This book is the winner of numerous awards

This book is part of a book series called Emily .

This book has been graded for interest at 1-12 years.

There are 44 pages in this book.

This is a picture book. A picture book uses pictures and text to tell the story. The number of words varies from zero ('wordless') to around 1k over 32 pages. Picture books are typically aimed at young readers (age 3-6) but can also be aimed at older children (7+).

This book was published in 2015 by Chronicle Books .

Komako Sakai worked in textile design before beginning to illustrate children's books. She is the winner of the Japanese Picture Book Prize.

 

This book is in the following series:

Emily

This book has been nominated for the following award:

Cybils Award - Fiction Picture Book
This book was recognised in the Fiction Picture Book category by the Cybils Award. The Cybils Awards is a group of readers passionate about seeking out and recognizing books that represent diversity, inclusion, and appropriate representation for children and teens. To accomplish that goal, the Cybils Awards works to recognize books written for children and young adults that combine both the highest literary merit and popular appeal.

"A tale of a common childhood experience, tenderly and sweetly told." - "School Library Journal"

"The brevity of text combined with relatively simple illustrations make this tale perfectly suited to a toddler's interest, working well for either cozy shared storytime or for larger groups during read-aloud sessions." -"Kirkus Reviews"

Dataset records on object locations:
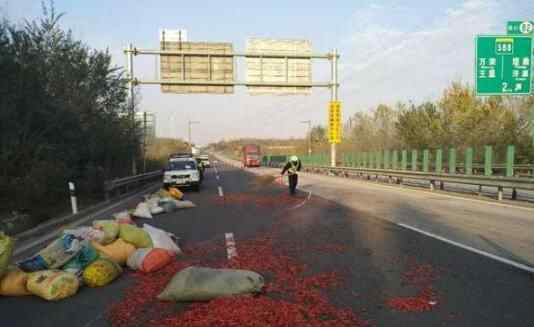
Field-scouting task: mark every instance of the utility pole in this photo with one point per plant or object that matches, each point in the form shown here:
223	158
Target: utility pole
131	94
144	141
309	134
191	122
334	97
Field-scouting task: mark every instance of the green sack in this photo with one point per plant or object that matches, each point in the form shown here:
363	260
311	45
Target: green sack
110	228
6	250
203	284
86	256
135	235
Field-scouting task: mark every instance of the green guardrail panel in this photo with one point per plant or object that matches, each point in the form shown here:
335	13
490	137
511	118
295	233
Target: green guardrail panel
414	160
488	161
378	156
468	165
510	157
426	160
387	159
452	161
439	161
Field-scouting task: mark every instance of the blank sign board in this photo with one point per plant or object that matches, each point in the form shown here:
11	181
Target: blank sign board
201	68
279	70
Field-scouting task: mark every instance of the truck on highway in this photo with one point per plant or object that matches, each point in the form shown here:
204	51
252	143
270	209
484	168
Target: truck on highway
251	155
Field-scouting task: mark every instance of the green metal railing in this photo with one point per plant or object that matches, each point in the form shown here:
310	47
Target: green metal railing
425	160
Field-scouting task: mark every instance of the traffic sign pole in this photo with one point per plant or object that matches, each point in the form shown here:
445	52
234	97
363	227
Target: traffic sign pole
334	98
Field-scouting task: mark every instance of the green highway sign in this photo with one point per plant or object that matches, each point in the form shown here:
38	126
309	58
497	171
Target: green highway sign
503	65
520	28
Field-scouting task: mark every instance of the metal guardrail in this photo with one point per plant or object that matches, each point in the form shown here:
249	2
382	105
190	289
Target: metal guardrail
126	183
398	176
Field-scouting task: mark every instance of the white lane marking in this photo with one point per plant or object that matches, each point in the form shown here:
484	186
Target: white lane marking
231	250
471	249
302	203
404	188
91	322
58	231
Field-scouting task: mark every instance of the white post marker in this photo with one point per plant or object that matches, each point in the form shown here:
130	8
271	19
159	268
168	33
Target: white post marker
231	249
73	201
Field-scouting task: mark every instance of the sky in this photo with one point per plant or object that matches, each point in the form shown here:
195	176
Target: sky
390	51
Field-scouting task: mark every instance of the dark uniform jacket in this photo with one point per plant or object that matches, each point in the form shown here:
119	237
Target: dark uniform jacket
288	167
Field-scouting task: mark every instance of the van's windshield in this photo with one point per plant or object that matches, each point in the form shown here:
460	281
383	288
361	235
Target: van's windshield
182	165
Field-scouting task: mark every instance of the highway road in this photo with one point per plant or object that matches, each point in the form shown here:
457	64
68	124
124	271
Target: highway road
384	273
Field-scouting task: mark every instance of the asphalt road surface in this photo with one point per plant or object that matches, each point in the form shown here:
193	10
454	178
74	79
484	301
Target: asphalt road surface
336	228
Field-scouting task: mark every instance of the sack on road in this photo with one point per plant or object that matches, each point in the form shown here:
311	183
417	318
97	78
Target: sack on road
52	285
86	233
118	251
110	229
184	204
142	211
162	193
203	284
123	217
101	272
14	283
161	239
35	263
86	255
149	260
60	251
176	193
168	204
6	250
156	210
135	235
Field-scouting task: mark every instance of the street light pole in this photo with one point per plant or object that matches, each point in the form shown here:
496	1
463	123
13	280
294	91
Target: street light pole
334	97
191	122
131	95
309	134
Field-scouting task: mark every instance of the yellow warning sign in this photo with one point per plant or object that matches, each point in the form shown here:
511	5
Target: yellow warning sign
334	122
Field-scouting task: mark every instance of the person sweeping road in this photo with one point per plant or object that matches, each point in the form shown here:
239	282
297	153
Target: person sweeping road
292	167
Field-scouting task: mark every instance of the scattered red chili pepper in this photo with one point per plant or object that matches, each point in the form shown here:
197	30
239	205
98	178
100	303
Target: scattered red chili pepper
420	276
291	297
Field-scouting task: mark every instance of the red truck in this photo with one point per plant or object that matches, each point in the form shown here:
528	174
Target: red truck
251	155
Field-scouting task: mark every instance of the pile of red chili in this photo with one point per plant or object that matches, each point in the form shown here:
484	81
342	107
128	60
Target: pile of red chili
421	277
292	296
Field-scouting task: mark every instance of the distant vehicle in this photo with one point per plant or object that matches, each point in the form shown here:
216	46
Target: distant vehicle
182	172
204	158
181	155
251	155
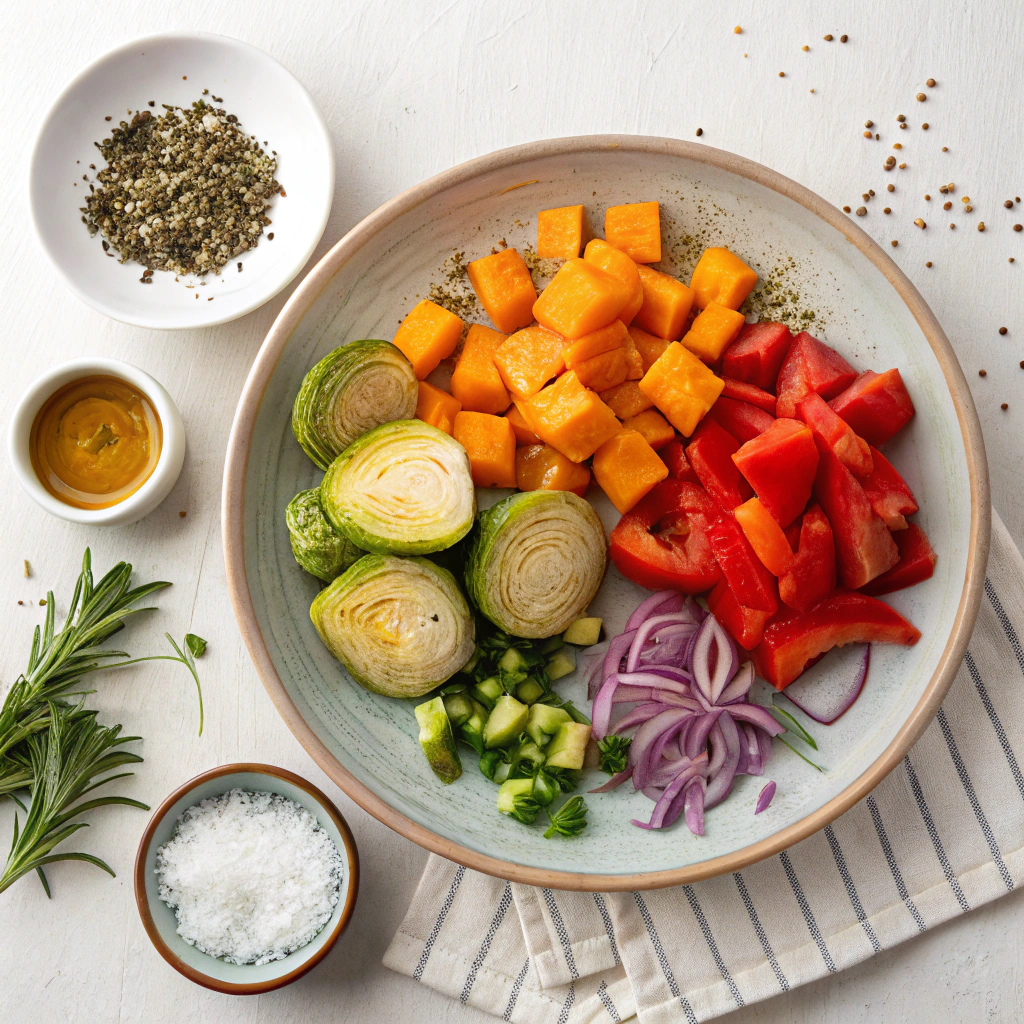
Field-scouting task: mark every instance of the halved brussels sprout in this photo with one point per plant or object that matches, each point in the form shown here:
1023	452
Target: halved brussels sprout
403	488
400	626
536	560
351	390
317	547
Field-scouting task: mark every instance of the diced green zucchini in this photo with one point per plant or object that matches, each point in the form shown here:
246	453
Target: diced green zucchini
459	708
568	747
544	722
437	741
471	731
584	632
528	691
561	664
506	721
487	691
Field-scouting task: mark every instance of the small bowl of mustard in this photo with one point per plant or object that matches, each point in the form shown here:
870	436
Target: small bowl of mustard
96	441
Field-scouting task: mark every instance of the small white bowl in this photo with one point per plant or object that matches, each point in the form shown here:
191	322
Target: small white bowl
143	501
174	69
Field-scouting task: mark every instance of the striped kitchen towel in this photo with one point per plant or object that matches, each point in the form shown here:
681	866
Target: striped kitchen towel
944	833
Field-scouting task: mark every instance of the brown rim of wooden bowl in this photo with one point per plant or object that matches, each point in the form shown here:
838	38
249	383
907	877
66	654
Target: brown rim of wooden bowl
316	280
141	899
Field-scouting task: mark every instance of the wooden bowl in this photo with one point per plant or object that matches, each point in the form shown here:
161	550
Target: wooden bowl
159	919
366	285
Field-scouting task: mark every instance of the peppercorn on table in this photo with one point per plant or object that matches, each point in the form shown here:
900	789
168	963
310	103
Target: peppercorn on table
897	114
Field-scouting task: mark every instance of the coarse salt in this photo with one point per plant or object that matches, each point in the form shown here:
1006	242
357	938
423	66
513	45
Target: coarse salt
251	877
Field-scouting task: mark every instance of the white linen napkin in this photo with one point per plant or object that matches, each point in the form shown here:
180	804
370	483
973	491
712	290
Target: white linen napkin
942	834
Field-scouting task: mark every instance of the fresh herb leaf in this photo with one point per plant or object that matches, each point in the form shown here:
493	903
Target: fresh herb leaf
568	820
614	753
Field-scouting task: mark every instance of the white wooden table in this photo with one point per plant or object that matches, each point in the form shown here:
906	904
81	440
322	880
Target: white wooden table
410	87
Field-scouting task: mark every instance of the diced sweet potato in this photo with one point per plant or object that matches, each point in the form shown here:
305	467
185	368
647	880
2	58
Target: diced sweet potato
627	399
489	442
560	233
636	229
475	381
619	264
667	303
436	407
682	387
713	331
626	467
540	467
528	359
505	288
723	278
428	335
581	298
652	426
570	418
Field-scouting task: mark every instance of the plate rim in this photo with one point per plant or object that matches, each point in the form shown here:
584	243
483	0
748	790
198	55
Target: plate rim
236	466
112	55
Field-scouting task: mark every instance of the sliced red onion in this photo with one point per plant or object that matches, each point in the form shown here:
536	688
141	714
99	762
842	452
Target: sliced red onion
826	693
764	798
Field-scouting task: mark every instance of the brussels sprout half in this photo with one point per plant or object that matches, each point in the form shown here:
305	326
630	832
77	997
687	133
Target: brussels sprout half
535	562
400	626
402	488
351	390
317	547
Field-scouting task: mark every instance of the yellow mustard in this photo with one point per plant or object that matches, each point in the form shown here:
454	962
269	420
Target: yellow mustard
95	441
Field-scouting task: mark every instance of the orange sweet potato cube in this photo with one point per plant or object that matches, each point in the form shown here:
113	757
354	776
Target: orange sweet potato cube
626	467
652	426
636	229
682	387
428	335
570	418
627	399
521	429
436	407
596	343
648	346
581	298
723	278
560	233
540	467
489	442
615	262
505	288
475	380
529	358
713	330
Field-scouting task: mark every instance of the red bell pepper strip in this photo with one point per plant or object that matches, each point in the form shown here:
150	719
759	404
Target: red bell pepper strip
852	451
748	578
877	406
757	354
750	393
662	543
780	465
710	454
810	366
745	626
792	640
674	456
812	574
916	563
888	493
741	419
864	548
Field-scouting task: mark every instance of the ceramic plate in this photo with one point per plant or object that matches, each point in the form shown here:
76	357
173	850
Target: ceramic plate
174	69
813	258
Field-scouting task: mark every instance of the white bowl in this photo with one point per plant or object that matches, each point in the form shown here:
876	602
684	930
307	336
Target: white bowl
174	68
143	501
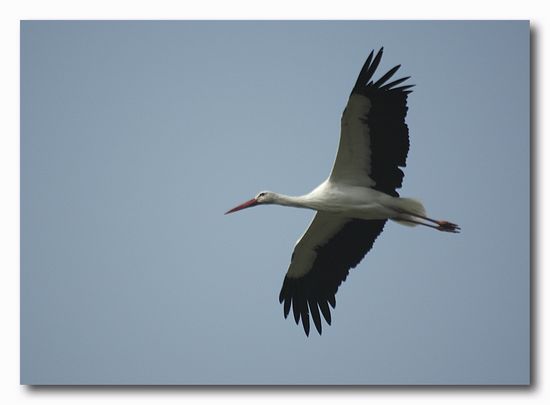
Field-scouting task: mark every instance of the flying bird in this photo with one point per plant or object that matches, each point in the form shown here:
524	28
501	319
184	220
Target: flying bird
356	200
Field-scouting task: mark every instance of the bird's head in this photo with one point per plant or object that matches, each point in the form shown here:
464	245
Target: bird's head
264	197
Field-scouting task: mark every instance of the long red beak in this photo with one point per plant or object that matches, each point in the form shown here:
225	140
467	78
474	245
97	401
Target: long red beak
248	204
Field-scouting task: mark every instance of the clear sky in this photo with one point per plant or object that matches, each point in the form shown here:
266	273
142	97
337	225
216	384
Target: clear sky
136	137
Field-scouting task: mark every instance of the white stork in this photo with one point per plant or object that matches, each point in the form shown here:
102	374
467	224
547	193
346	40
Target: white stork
357	199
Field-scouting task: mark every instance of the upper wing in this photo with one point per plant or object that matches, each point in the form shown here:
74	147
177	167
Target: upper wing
374	139
320	263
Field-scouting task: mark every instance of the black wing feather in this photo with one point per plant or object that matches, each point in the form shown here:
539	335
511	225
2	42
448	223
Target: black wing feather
389	146
331	267
389	134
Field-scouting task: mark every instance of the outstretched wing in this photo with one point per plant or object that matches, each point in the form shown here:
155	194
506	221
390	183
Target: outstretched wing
321	261
374	139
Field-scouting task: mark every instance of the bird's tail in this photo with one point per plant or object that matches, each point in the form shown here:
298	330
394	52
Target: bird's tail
409	208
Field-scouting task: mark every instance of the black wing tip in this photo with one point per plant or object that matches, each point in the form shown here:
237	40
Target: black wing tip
365	84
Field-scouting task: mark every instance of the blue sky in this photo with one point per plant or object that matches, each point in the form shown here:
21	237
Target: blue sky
136	137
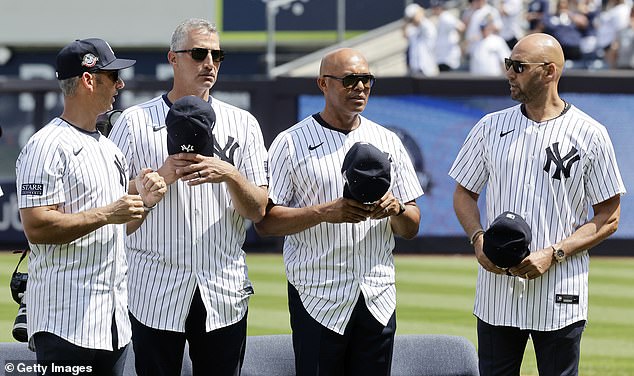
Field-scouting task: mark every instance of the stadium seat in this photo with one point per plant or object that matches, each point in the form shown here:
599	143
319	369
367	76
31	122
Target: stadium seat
272	355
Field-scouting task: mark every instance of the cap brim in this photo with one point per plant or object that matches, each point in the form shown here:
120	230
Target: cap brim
119	64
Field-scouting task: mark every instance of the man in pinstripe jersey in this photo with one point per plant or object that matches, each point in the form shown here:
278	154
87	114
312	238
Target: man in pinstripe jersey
337	251
549	162
188	276
72	187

### Brief
Please render this sentence from the book listing in Spanish: "Komako Sakai worked in textile design before beginning to illustrate children's books."

### Reply
Komako Sakai trabajó en diseño textil antes de empezar a ilustrar libros infantiles.